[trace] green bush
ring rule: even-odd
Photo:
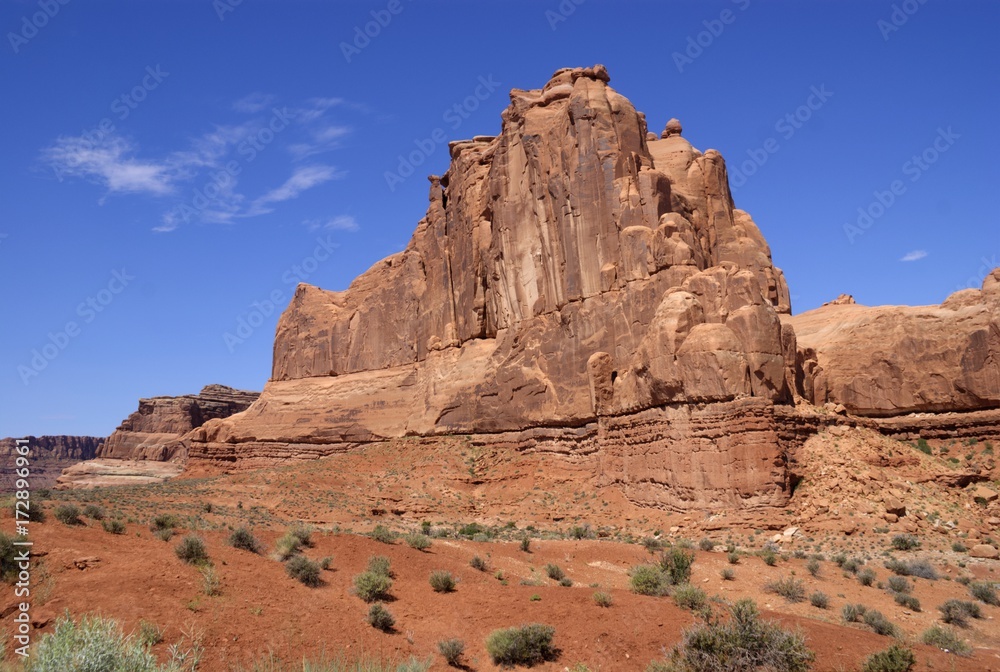
[[[371,536],[371,538],[375,541],[380,541],[383,544],[396,543],[396,533],[384,525],[376,525],[375,529],[371,531],[371,535],[369,536]]]
[[[209,597],[222,594],[222,579],[210,565],[201,566],[201,592]]]
[[[917,439],[917,450],[919,450],[921,453],[924,453],[925,455],[931,454],[931,446],[929,443],[927,443],[927,439],[922,437]]]
[[[368,625],[382,632],[392,632],[393,626],[396,625],[396,619],[382,604],[373,604],[368,609]]]
[[[564,576],[563,578],[559,579],[559,585],[562,586],[563,588],[569,588],[570,586],[573,585],[573,579],[569,578],[568,576]]]
[[[435,593],[450,593],[455,590],[455,577],[444,570],[431,572],[430,583]]]
[[[890,576],[886,581],[886,585],[894,593],[909,593],[913,590],[913,584],[901,576]]]
[[[205,541],[194,534],[189,534],[180,540],[174,547],[174,553],[184,562],[196,565],[208,562],[208,551],[205,549]]]
[[[486,638],[486,652],[496,665],[535,665],[555,658],[551,625],[531,623],[516,628],[494,630]]]
[[[153,536],[160,541],[170,541],[174,537],[174,531],[169,527],[165,527],[162,530],[156,530],[153,532]]]
[[[899,635],[899,629],[889,622],[889,619],[882,612],[876,609],[866,611],[861,620],[877,635],[885,637],[896,637]]]
[[[907,672],[917,664],[917,658],[905,646],[893,644],[865,658],[861,672]]]
[[[531,553],[531,539],[528,535],[521,537],[521,550],[525,553]]]
[[[936,581],[938,578],[937,570],[926,560],[904,562],[893,558],[886,561],[885,568],[893,574],[900,576],[917,576],[921,579],[929,579],[931,581]]]
[[[698,542],[698,548],[700,548],[703,551],[711,551],[715,548],[715,542],[709,539],[708,537],[705,537],[704,539]]]
[[[296,555],[285,565],[285,572],[288,573],[288,576],[310,588],[315,588],[322,583],[319,578],[321,571],[318,562],[314,562],[304,555]]]
[[[172,530],[180,525],[177,522],[177,517],[171,513],[159,513],[153,516],[153,519],[149,521],[150,532],[156,532],[157,530]]]
[[[569,530],[569,536],[574,539],[590,539],[594,533],[590,530],[590,525],[574,525]]]
[[[645,548],[650,555],[655,555],[663,550],[663,540],[657,539],[656,537],[646,537],[642,540],[642,546]]]
[[[875,583],[875,572],[870,567],[865,567],[857,574],[858,583],[862,586],[870,586]]]
[[[83,525],[80,520],[80,509],[75,504],[60,504],[52,512],[63,525]]]
[[[136,637],[143,646],[156,646],[163,641],[163,628],[143,619],[139,621],[139,632],[136,633]]]
[[[101,527],[109,534],[125,534],[125,523],[118,520],[102,520]]]
[[[969,625],[970,618],[983,617],[978,604],[964,600],[948,600],[938,607],[938,610],[941,612],[942,621],[961,628]]]
[[[17,556],[24,550],[14,545],[15,542],[26,541],[27,537],[8,537],[0,532],[0,579],[14,583],[19,571]]]
[[[682,546],[672,546],[660,556],[660,569],[666,574],[670,583],[679,586],[691,581],[691,565],[694,564],[694,551]]]
[[[893,536],[891,543],[897,551],[912,551],[920,546],[920,540],[912,534],[897,534]]]
[[[260,541],[246,527],[238,527],[229,535],[229,545],[241,551],[250,551],[260,555],[264,552],[264,547]]]
[[[302,552],[302,541],[291,531],[285,532],[274,542],[274,557],[284,562]]]
[[[723,567],[719,570],[719,576],[722,577],[723,581],[734,581],[736,579],[736,572],[730,567]]]
[[[373,555],[368,558],[368,571],[390,579],[396,576],[392,571],[391,561],[384,555]]]
[[[426,551],[431,547],[431,538],[426,534],[408,534],[405,538],[406,545],[418,551]]]
[[[740,554],[736,551],[729,551],[726,553],[726,561],[729,562],[730,565],[738,565],[740,564]]]
[[[782,577],[764,584],[764,592],[781,595],[789,602],[801,602],[806,599],[806,589],[802,581],[794,576]]]
[[[892,599],[901,607],[910,611],[920,611],[920,600],[909,593],[892,593]]]
[[[822,593],[817,590],[809,596],[809,604],[817,609],[826,609],[830,606],[830,598],[826,596],[826,593]]]
[[[819,576],[819,569],[819,560],[815,558],[806,563],[806,571],[809,572],[810,576]]]
[[[969,549],[961,541],[955,541],[952,542],[951,544],[951,550],[955,551],[956,553],[965,553]]]
[[[760,620],[753,600],[733,605],[732,618],[707,623],[684,633],[667,664],[670,672],[806,672],[814,655],[806,648],[805,636]],[[659,665],[659,664],[657,664]],[[657,669],[652,667],[650,669]]]
[[[83,507],[83,515],[91,520],[104,520],[104,509],[97,504],[87,504]]]
[[[553,581],[561,581],[562,578],[566,576],[566,574],[563,573],[563,570],[559,567],[559,565],[553,565],[553,564],[545,565],[545,575],[548,576]]]
[[[778,554],[770,548],[765,548],[760,552],[760,559],[763,560],[764,564],[768,567],[774,567],[778,564]]]
[[[629,581],[632,592],[639,595],[658,597],[670,592],[670,578],[658,565],[633,567]]]
[[[674,603],[681,609],[700,611],[708,604],[708,596],[705,591],[690,583],[677,586],[673,593]]]
[[[472,567],[473,569],[478,570],[480,572],[485,572],[489,569],[488,565],[486,564],[486,561],[480,558],[478,555],[472,556],[472,560],[469,560],[469,567]]]
[[[993,587],[992,583],[984,583],[981,581],[976,581],[969,584],[969,593],[985,604],[991,604],[994,607],[1000,605],[1000,599],[997,598],[996,588]]]
[[[32,647],[25,672],[167,672],[149,648],[126,636],[117,622],[86,615],[56,621],[55,630]]]
[[[845,572],[850,572],[851,574],[857,574],[858,570],[861,569],[861,565],[865,564],[863,561],[857,558],[851,558],[850,560],[844,560],[840,564],[841,569]]]
[[[306,548],[311,548],[312,542],[312,528],[308,525],[293,525],[288,528],[287,534],[295,537],[299,541],[299,546],[304,546]]]
[[[965,640],[960,638],[958,633],[951,628],[932,625],[924,631],[920,640],[928,646],[936,646],[948,653],[954,653],[956,656],[972,655],[972,647],[966,644]]]
[[[354,577],[354,593],[365,602],[388,599],[391,588],[392,579],[385,574],[369,570]]]
[[[593,600],[594,604],[596,604],[599,607],[605,607],[605,608],[610,607],[614,602],[614,600],[611,599],[611,595],[609,595],[608,593],[603,593],[601,591],[597,591],[596,593],[594,593]]]
[[[840,613],[846,623],[857,623],[867,611],[868,607],[863,604],[845,604]]]
[[[465,653],[465,642],[461,639],[445,639],[438,642],[438,653],[452,667],[460,667],[462,654]]]

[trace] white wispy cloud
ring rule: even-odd
[[[176,167],[168,161],[138,159],[128,140],[109,136],[96,142],[61,136],[42,150],[42,159],[59,179],[82,177],[111,193],[147,193],[165,196],[174,190]]]
[[[920,261],[926,256],[927,252],[925,250],[913,250],[904,254],[900,261]]]
[[[361,227],[358,226],[358,221],[354,219],[351,215],[337,215],[336,217],[331,217],[330,219],[323,221],[321,219],[307,219],[302,222],[308,227],[310,231],[317,231],[319,229],[333,229],[335,231],[357,231]]]
[[[333,166],[324,165],[314,165],[314,166],[300,166],[292,172],[292,176],[285,180],[277,189],[272,189],[263,196],[254,200],[250,204],[249,212],[246,213],[248,217],[254,217],[256,215],[267,214],[272,211],[271,208],[267,207],[271,203],[281,203],[282,201],[290,201],[293,198],[298,198],[299,194],[313,187],[319,186],[324,182],[329,182],[330,180],[335,180],[341,178],[346,173],[338,171]]]
[[[274,96],[269,93],[254,91],[253,93],[233,102],[233,109],[243,114],[255,114],[267,109],[274,102]]]

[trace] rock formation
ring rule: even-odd
[[[103,438],[96,436],[27,436],[32,488],[49,488],[55,485],[60,472],[82,460],[93,459],[100,450]],[[17,439],[0,439],[0,489],[10,493],[17,480],[14,460],[17,457]]]
[[[94,457],[167,461],[187,457],[181,437],[213,418],[228,418],[250,406],[258,393],[206,385],[198,394],[140,399]]]

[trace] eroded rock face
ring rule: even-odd
[[[798,339],[803,396],[848,412],[1000,408],[1000,269],[940,306],[833,302],[783,319]]]
[[[614,451],[603,478],[624,483],[645,476],[610,418],[671,406],[671,441],[649,443],[644,469],[705,458],[637,497],[780,501],[780,448],[756,427],[761,405],[793,395],[784,277],[718,152],[694,149],[677,120],[651,136],[608,81],[602,66],[559,70],[511,92],[499,135],[451,143],[407,248],[347,290],[300,285],[261,399],[193,430],[192,459],[258,465],[407,434],[544,443],[533,428],[611,423],[595,434]],[[743,399],[755,403],[725,406]],[[699,414],[751,419],[723,440]],[[706,483],[713,494],[695,494]]]
[[[82,460],[93,459],[103,438],[96,436],[28,436],[28,459],[31,470],[31,487],[48,488],[55,485],[62,470]],[[17,439],[0,439],[0,488],[12,492],[17,476],[14,472]]]
[[[181,437],[208,420],[246,410],[258,396],[225,385],[206,385],[198,394],[140,399],[139,410],[125,418],[91,457],[160,462],[185,458],[187,446]]]

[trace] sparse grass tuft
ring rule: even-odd
[[[912,534],[897,534],[893,536],[891,543],[897,551],[912,551],[920,547],[920,540]]]
[[[928,646],[936,646],[948,653],[954,653],[956,656],[972,655],[972,647],[966,644],[957,632],[940,625],[932,625],[925,630],[920,636],[920,641]]]
[[[426,551],[431,547],[431,538],[426,534],[413,533],[405,537],[406,545],[418,551]]]
[[[609,595],[608,593],[603,593],[601,591],[594,593],[593,600],[594,604],[596,604],[599,607],[605,607],[605,608],[610,607],[614,602],[614,600],[611,599],[611,595]]]
[[[108,534],[125,534],[125,523],[117,518],[114,520],[102,520],[101,527]]]
[[[233,530],[233,533],[229,535],[229,545],[258,555],[264,552],[264,546],[246,527],[238,527]]]
[[[304,555],[296,555],[285,565],[285,572],[304,586],[315,588],[323,581],[320,579],[320,565]]]
[[[670,592],[670,578],[659,565],[633,567],[629,579],[632,592],[639,595],[661,596]]]
[[[559,565],[548,564],[545,565],[545,575],[548,576],[553,581],[561,581],[566,574],[563,572]]]
[[[690,583],[677,586],[673,593],[674,603],[681,609],[700,611],[708,604],[708,596],[701,588]]]
[[[368,609],[368,625],[382,632],[392,632],[396,619],[384,605],[376,603]]]
[[[535,665],[555,658],[552,646],[556,629],[531,623],[494,630],[486,638],[486,652],[496,665]]]
[[[208,562],[208,551],[205,548],[205,541],[201,537],[189,534],[174,547],[177,557],[190,565],[197,565]]]
[[[354,594],[365,602],[378,602],[389,598],[392,579],[371,570],[354,577]]]
[[[478,555],[472,556],[472,560],[469,560],[469,566],[480,572],[485,572],[489,569],[486,561],[480,558]]]
[[[782,577],[764,584],[764,592],[781,595],[789,602],[801,602],[806,599],[806,589],[802,581],[794,576]]]
[[[905,646],[893,644],[884,651],[865,658],[861,672],[907,672],[917,664],[917,658]]]
[[[60,504],[52,511],[52,515],[63,525],[83,525],[80,509],[75,504]]]
[[[372,539],[375,541],[380,541],[383,544],[394,544],[396,543],[396,533],[387,528],[385,525],[376,525],[375,529],[371,531]]]
[[[461,639],[444,639],[438,642],[438,653],[452,667],[460,667],[462,654],[465,653],[465,642]]]
[[[455,577],[439,569],[431,572],[430,584],[435,593],[450,593],[455,590]]]
[[[830,606],[830,598],[826,596],[826,593],[817,590],[809,596],[809,604],[817,609],[826,609]]]
[[[992,583],[975,581],[969,584],[969,594],[985,604],[994,607],[1000,605],[1000,598],[997,598],[997,591]]]
[[[964,600],[948,600],[938,607],[938,610],[941,612],[942,621],[960,628],[968,627],[970,618],[983,617],[978,604]]]

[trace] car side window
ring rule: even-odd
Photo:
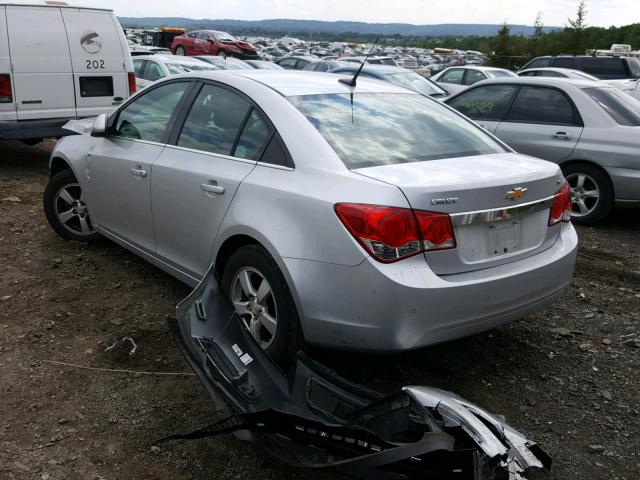
[[[147,66],[144,69],[144,76],[142,78],[144,78],[145,80],[149,80],[150,82],[155,82],[156,80],[160,80],[164,77],[165,74],[162,70],[162,67],[156,62],[148,60]]]
[[[225,88],[205,85],[191,106],[177,145],[231,155],[251,105]]]
[[[273,129],[266,122],[264,116],[254,108],[232,155],[247,160],[259,160],[271,135],[273,135]]]
[[[537,72],[537,71],[535,71],[535,72],[520,72],[518,74],[518,76],[519,77],[535,77],[538,73],[540,73],[540,72]]]
[[[284,68],[293,68],[296,66],[297,60],[295,58],[285,58],[281,62],[278,63],[281,67]]]
[[[475,120],[502,120],[516,89],[515,85],[487,85],[461,93],[447,102]]]
[[[196,34],[197,32],[190,32],[190,33],[187,33],[187,37],[193,39],[193,38],[196,38]]]
[[[449,70],[447,73],[445,73],[440,79],[440,81],[443,83],[456,83],[459,85],[460,83],[462,83],[463,76],[464,76],[464,70],[461,70],[459,68],[454,68],[452,70]]]
[[[313,69],[316,72],[326,72],[329,70],[329,64],[325,62],[318,62],[313,66]]]
[[[133,60],[133,70],[136,72],[136,77],[141,78],[140,74],[142,73],[144,63],[146,60],[134,59]]]
[[[479,72],[478,70],[467,70],[464,74],[464,80],[462,84],[473,85],[474,83],[478,83],[486,79],[486,75],[482,72]]]
[[[189,86],[176,82],[154,88],[124,106],[110,136],[162,143],[169,121]]]
[[[545,68],[548,67],[550,63],[550,58],[536,58],[535,60],[527,63],[527,68]]]
[[[211,39],[211,35],[207,32],[198,32],[196,38],[198,40],[209,40]]]
[[[556,68],[576,68],[576,59],[573,57],[559,57],[553,59],[553,66]]]
[[[287,153],[282,138],[280,138],[280,135],[277,132],[271,136],[271,140],[269,141],[267,148],[264,150],[264,153],[260,158],[260,162],[293,168],[293,161]]]
[[[560,91],[544,87],[522,87],[507,115],[507,121],[575,125],[573,105]]]

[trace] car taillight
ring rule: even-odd
[[[456,248],[451,218],[445,213],[361,203],[338,203],[335,211],[358,243],[380,262]]]
[[[129,79],[129,95],[136,93],[136,74],[133,72],[127,73]]]
[[[567,182],[553,196],[551,211],[549,212],[549,226],[553,227],[561,222],[571,221],[571,188]]]
[[[11,91],[11,77],[9,75],[0,75],[0,103],[13,102],[13,93]]]

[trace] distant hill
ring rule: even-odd
[[[119,17],[123,27],[184,27],[211,30],[291,32],[291,33],[357,33],[361,35],[402,35],[424,37],[492,36],[500,25],[450,23],[439,25],[411,25],[409,23],[325,22],[320,20],[209,20],[181,17]],[[512,35],[533,35],[533,27],[510,25]],[[546,32],[560,27],[545,27]]]

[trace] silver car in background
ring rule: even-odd
[[[431,80],[442,85],[449,93],[460,93],[483,80],[503,77],[517,77],[517,75],[504,68],[464,66],[445,68],[433,75]]]
[[[577,236],[557,165],[419,93],[314,72],[158,82],[60,141],[44,196],[65,239],[104,235],[190,285],[210,266],[286,363],[303,339],[397,351],[542,308]]]
[[[601,81],[505,78],[446,100],[519,153],[558,163],[574,223],[640,207],[640,101]]]

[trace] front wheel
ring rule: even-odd
[[[613,187],[609,177],[597,167],[575,163],[563,169],[571,187],[571,221],[576,225],[594,225],[613,208]]]
[[[218,56],[222,58],[227,58],[227,52],[225,52],[224,50],[220,50],[218,52]]]
[[[258,245],[239,248],[225,265],[222,286],[258,345],[278,365],[289,367],[302,348],[302,328],[273,257]]]
[[[96,230],[82,187],[71,170],[54,175],[44,191],[44,214],[51,228],[65,240],[91,242]]]
[[[185,56],[185,51],[184,51],[184,47],[178,46],[176,48],[176,55],[179,55],[181,57]]]

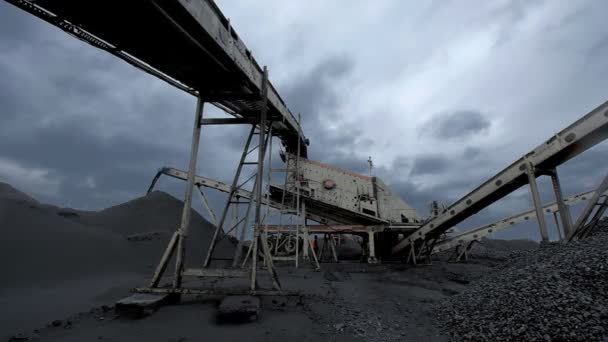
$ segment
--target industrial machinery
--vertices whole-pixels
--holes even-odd
[[[299,230],[309,234],[353,234],[365,241],[368,261],[377,262],[377,257],[390,257],[390,252],[400,237],[422,224],[416,210],[393,194],[378,177],[369,177],[339,169],[296,155],[285,155],[284,185],[270,184],[264,204],[294,213],[296,206],[304,208],[302,215],[309,221]],[[297,164],[297,165],[296,165]],[[296,172],[297,171],[297,172]],[[152,191],[161,175],[187,180],[188,173],[165,167],[158,171],[148,193]],[[195,185],[229,193],[230,186],[210,178],[195,176]],[[203,192],[200,192],[207,210],[210,210]],[[251,192],[238,189],[239,198],[251,198]],[[297,197],[297,199],[296,199]],[[215,217],[209,211],[210,217]],[[290,229],[291,228],[291,229]],[[281,224],[266,225],[268,243],[281,257],[293,254],[302,246],[303,255],[308,256],[306,242],[302,242],[295,227]],[[296,243],[296,241],[299,241]],[[280,258],[279,258],[280,260]]]
[[[269,244],[269,234],[295,236],[288,249],[295,247],[296,265],[300,249],[304,257],[309,250],[314,253],[307,246],[309,234],[327,236],[342,233],[366,238],[369,262],[376,262],[379,256],[382,259],[404,258],[415,263],[433,253],[445,238],[445,232],[526,184],[530,187],[542,239],[548,241],[536,183],[536,178],[541,175],[551,177],[556,207],[568,239],[588,233],[589,224],[597,219],[600,212],[592,215],[593,207],[601,207],[601,213],[608,207],[606,196],[603,195],[608,188],[606,180],[592,196],[584,215],[573,225],[556,170],[562,163],[608,137],[608,103],[551,136],[452,205],[435,205],[433,215],[423,221],[379,178],[354,174],[307,159],[308,139],[302,131],[300,118],[296,118],[288,109],[270,82],[268,69],[260,67],[230,21],[212,0],[106,0],[87,1],[86,4],[76,0],[6,1],[197,98],[188,170],[161,170],[161,174],[186,180],[182,220],[148,286],[137,288],[135,292],[165,295],[282,294],[284,292],[273,266],[277,256],[272,255],[270,249],[278,246],[281,239],[275,239],[274,245],[272,242]],[[203,118],[205,103],[222,109],[230,117]],[[231,184],[195,175],[201,127],[234,124],[250,125],[251,130]],[[273,138],[280,139],[284,148],[286,166],[282,172],[285,182],[282,186],[270,185],[268,192],[263,194],[263,175],[272,165],[270,159],[266,167],[264,164],[266,157],[272,156]],[[255,158],[251,158],[253,151],[256,151]],[[254,171],[243,181],[241,176],[245,167],[252,167]],[[253,182],[251,190],[245,187],[249,181]],[[200,268],[186,267],[185,261],[195,186],[199,190],[204,186],[228,194],[220,215],[216,217],[211,213],[217,228]],[[201,195],[206,203],[204,193],[201,192]],[[266,209],[279,210],[281,215],[295,216],[295,224],[279,222],[274,225],[265,221],[267,215],[262,212],[264,205]],[[228,228],[228,211],[234,206],[246,207],[246,214],[235,218],[235,224]],[[253,217],[252,222],[248,221],[250,216]],[[588,222],[589,218],[591,220]],[[308,220],[319,224],[308,224]],[[240,230],[238,227],[241,227]],[[219,234],[222,230],[226,233],[234,231],[240,242],[231,265],[211,268],[215,244],[226,236]],[[250,248],[244,260],[241,260],[241,247],[248,231],[252,236]],[[291,236],[285,241],[291,241]],[[172,285],[160,286],[164,283],[161,280],[173,257]],[[313,257],[316,259],[314,254]],[[248,260],[249,266],[245,267]],[[264,270],[270,275],[273,289],[260,289],[258,286],[261,264],[258,261],[261,260],[265,265]],[[249,287],[192,288],[184,285],[183,277],[245,277]]]
[[[307,201],[308,212],[334,222],[389,225],[395,229],[420,225],[416,210],[391,193],[380,178],[296,158],[288,154],[286,168],[297,167],[298,175],[289,173],[285,188],[271,185],[271,199],[280,201],[283,195],[295,196],[299,189],[301,198]]]
[[[333,244],[334,240],[330,238],[333,234],[360,235],[365,242],[367,261],[375,263],[378,257],[390,257],[390,247],[422,222],[416,210],[393,194],[378,177],[364,176],[289,153],[283,155],[283,160],[286,164],[284,185],[271,184],[269,198],[295,203],[305,213],[321,218],[317,221],[319,225],[303,225],[305,236],[323,234],[327,237],[325,240]],[[328,222],[334,224],[327,225]],[[271,236],[280,241],[289,231],[282,228],[273,226]],[[294,241],[298,240],[299,230],[295,227],[287,235],[295,235]],[[306,243],[303,246],[305,257],[308,253]]]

▶ _Task description_
For each line in the entries that holds "trace", return that line.

▶ _Solution below_
[trace] green bush
[trace] white wispy cloud
[trace] rock formation
[trace] eroded rock face
[trace] sparse grass tuft
[trace] car side window
[trace] car taillight
[trace] distant hill
[trace] silver car in background
[trace] front wheel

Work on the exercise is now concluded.